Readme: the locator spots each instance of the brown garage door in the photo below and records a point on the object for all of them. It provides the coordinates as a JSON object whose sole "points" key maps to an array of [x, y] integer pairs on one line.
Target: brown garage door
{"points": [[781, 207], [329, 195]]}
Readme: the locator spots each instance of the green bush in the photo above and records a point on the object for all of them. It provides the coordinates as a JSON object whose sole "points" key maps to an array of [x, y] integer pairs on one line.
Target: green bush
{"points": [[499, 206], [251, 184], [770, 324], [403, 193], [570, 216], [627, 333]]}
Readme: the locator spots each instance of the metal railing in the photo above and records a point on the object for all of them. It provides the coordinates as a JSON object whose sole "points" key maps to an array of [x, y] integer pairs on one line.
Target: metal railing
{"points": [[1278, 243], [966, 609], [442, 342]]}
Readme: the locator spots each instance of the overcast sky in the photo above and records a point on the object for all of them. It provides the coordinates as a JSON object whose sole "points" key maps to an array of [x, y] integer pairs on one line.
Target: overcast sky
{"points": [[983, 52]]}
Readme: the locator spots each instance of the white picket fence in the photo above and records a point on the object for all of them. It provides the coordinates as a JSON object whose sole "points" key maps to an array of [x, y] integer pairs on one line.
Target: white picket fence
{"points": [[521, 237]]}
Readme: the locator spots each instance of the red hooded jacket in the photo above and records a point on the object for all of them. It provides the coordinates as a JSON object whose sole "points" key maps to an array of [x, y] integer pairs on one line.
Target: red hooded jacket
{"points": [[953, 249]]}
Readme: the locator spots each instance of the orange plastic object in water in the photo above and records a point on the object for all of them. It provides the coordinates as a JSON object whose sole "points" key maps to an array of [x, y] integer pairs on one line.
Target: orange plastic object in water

+++

▶ **Stated task**
Pull out every line of the items above verbatim, from the first "Readme:" line through the last "Target:" line, and keep their order.

▶ **Result of this exercise**
Readme: the locator spots each instance of the brown garage door in the photo below and records a point on the object for all of them. It provides the coordinates as a JSON object whose sole "points" key maps to an array of [x, y] integer pairs on one line.
Target: brown garage door
{"points": [[781, 207], [329, 195]]}
Readme: the locator spots each instance of the green bush in the photo above and records a point on the object for all of them. It provides the coordinates as a JSON object whose sole "points" key maps to an array of [x, y] integer pairs on one line.
Target: green bush
{"points": [[499, 206], [251, 184], [770, 324], [403, 193], [570, 216], [627, 333]]}
Readme: the locator spots each instance of the metal railing in the photo above and records a point on the object for all of them. It provides the coordinates as a JSON object whose sole "points" key maps to an array of [x, y] integer pairs on one line.
Target: metal railing
{"points": [[1278, 243], [966, 609], [442, 342]]}
Readme: the locator spots each instance of the overcast sky in the photo above and records a point on the object for all of them. It provides the coordinates as a JSON object whose sole "points" key maps to an array of [x, y] integer pairs on one line.
Target: overcast sky
{"points": [[983, 52]]}
Readme: the locator spots each instance of the white picket fence in the photo above and records a point on the object for all of them. It provides the coordinates as a JSON object whose sole "points" key maps to an array of [x, y] integer pairs on one line.
Target: white picket fence
{"points": [[521, 237]]}
Readme: the locator spots each instance of the red hooded jacket in the photo above and records a point on the object for all of them. It provides the coordinates as a JSON object whose sole "points" key maps to an array of [x, y] integer pairs on one line.
Target: red hooded jacket
{"points": [[953, 249]]}
Readme: the locator spots each instance of the orange plastic object in water in the photo above and records a point on the object for all of them. It provides the coordinates as a JSON object whose sole "points" key maps to an array of [x, y] integer pairs on one line.
Target: orange plastic object in water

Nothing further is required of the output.